● **DIRECTION**: Reproduce every one of the following records word for word, leaving each line unchanged.

[Records for pointing at named objects]

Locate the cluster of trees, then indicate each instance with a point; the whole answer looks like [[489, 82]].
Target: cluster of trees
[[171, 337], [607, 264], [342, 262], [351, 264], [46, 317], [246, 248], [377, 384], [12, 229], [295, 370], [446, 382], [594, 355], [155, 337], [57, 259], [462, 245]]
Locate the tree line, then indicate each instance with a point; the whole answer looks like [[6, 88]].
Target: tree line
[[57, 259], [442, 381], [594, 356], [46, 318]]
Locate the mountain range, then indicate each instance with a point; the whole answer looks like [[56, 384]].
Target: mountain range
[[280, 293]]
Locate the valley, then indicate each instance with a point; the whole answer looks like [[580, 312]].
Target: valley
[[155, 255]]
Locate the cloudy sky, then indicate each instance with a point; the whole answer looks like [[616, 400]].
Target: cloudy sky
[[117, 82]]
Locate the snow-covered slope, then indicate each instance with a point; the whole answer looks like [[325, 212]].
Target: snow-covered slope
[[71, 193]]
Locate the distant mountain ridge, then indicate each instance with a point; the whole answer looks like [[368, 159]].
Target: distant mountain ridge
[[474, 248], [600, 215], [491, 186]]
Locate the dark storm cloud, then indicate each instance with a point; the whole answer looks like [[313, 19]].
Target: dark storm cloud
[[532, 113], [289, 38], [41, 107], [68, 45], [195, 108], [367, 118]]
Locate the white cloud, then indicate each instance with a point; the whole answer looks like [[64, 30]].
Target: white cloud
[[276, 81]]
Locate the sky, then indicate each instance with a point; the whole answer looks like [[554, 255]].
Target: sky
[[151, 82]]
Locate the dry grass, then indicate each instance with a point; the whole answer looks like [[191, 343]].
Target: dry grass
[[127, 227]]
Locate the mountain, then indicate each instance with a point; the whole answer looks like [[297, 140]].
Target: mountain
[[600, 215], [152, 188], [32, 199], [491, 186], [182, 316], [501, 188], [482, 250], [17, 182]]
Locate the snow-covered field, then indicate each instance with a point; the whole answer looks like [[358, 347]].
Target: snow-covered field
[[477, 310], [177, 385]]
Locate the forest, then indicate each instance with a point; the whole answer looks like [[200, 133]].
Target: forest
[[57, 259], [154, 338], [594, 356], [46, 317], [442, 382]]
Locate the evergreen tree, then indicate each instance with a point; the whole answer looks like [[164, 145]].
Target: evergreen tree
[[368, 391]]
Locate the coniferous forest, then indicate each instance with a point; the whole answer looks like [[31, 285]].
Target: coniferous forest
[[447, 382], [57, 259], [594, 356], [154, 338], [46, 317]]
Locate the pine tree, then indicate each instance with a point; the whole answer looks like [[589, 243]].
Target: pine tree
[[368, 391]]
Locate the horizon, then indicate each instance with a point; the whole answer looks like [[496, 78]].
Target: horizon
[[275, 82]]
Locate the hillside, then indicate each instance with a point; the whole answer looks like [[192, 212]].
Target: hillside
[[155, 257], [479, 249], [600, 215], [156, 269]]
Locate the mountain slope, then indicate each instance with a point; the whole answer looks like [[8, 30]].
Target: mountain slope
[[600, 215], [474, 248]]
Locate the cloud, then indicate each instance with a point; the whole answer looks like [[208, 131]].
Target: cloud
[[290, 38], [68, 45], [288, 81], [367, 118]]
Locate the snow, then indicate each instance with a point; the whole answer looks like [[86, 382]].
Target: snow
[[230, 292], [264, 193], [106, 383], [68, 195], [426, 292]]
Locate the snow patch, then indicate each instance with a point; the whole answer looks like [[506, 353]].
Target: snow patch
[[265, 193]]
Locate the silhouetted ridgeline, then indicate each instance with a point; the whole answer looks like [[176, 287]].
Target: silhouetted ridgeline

● **TASK OUTPUT**:
Locate the cluster of trees, then indicate each instance with a point; the whole answer looks like [[489, 82]].
Target: cluster of trees
[[171, 337], [607, 264], [342, 262], [351, 264], [46, 317], [246, 248], [377, 384], [12, 229], [295, 370], [446, 382], [594, 355], [155, 337], [57, 259], [462, 245]]
Locate the tree line, then indicate each instance with a point; the whole answer looks like [[6, 88]].
Target: tree line
[[57, 259], [442, 381], [594, 356], [46, 318]]
Locate the mountain range, then indicate each instance with a point; the whole answer looks like [[56, 384]].
Target: mountain range
[[280, 293]]
Locate the valley, then indicate each instance with a point; the whole answer looks like [[580, 312]].
Target: valley
[[155, 255]]
Locate the cloudy sky, then indicate each instance with a point; the whole answer looks like [[616, 400]].
Target: cloudy sky
[[117, 82]]
Locate the snow-covered slope, then indicate each instance with a point; the whole answer looks like [[325, 212]].
Target: snow-covered slope
[[71, 193]]
Locate the distant mountain ridge, then indicate each instance with a point; the whole answer looks like [[368, 159]].
Target: distant mountain ridge
[[474, 248], [600, 215], [491, 186]]
Locate the dark storm cloud, then indicate each instance with a point; the whole answer looks like [[313, 19]].
Target: dark storm cloud
[[532, 113], [289, 38], [41, 107], [68, 45], [195, 108], [367, 118]]
Locate the white cloud, then indicate each instance with a point; the whole answer looks like [[64, 30]].
Target: white cloud
[[276, 81]]
Locate the sky, then indicate each instance with a point; the whole answer looks like [[554, 255]].
Target: sky
[[151, 82]]
Locate the dry grass, then indicate each instance with a point; the whole answer looks like [[191, 343]].
Target: dry grass
[[127, 227]]
Locate the mountain, then indicate each instance with a point; the whole answer looks like [[297, 140]].
Target: mountain
[[600, 215], [152, 188], [32, 199], [491, 186], [182, 316], [501, 188], [482, 250], [17, 182]]
Locate the snow-covered field, then indicate each instance with a point; the whole answer looks like [[358, 347]].
Target: snow-covered field
[[477, 310], [177, 385]]
Locate the forest, then indicate each instance with a point; the whole answer looks like [[200, 133]].
Target: forest
[[57, 259], [154, 338], [594, 356], [46, 317], [442, 382]]
Locate the evergreen tree, then indicate each instance with a point; the whole answer looks like [[164, 145]].
Target: evergreen tree
[[368, 391]]
Locate the coniferous forest, then indicate each instance with a point; the whole answer looks like [[31, 285]].
Target: coniferous forest
[[447, 382], [57, 259], [594, 356], [154, 338], [46, 317]]
Locate the pine tree, then indicate each instance with a point; the whole answer looks like [[589, 243]].
Target: pine tree
[[368, 391]]
Locate the horizon, then indicate each instance with a point; the whole answer looks like [[496, 78]].
Target: horizon
[[275, 82]]
Locate the hillside, then indicate each instance with a point; the whole answer looks like [[192, 212]].
Target: hillside
[[155, 257], [479, 249], [600, 215], [156, 269]]
Locate the mountain slope, then indicate each instance with a point; the whole answer looks like [[8, 30]].
Target: mountain slope
[[600, 215], [474, 248]]
Locate the cloud, then indicate each instance with a point; the whole answer looks like [[208, 131]].
Target: cloud
[[290, 38], [68, 45], [288, 81], [367, 118]]
Locate the snow, then indicate each instance with a point; the whole answer looks like [[86, 382]].
Target: snow
[[230, 292], [264, 193], [106, 383], [68, 195], [426, 292]]
Locate the snow patch, then indicate each instance with a point; the whole answer looks like [[506, 353]].
Target: snow patch
[[265, 193]]
Locate the silhouetted ridgeline, then indicate each instance with a point; the whole answer looks like [[176, 287]].
Target: silhouetted ridgeline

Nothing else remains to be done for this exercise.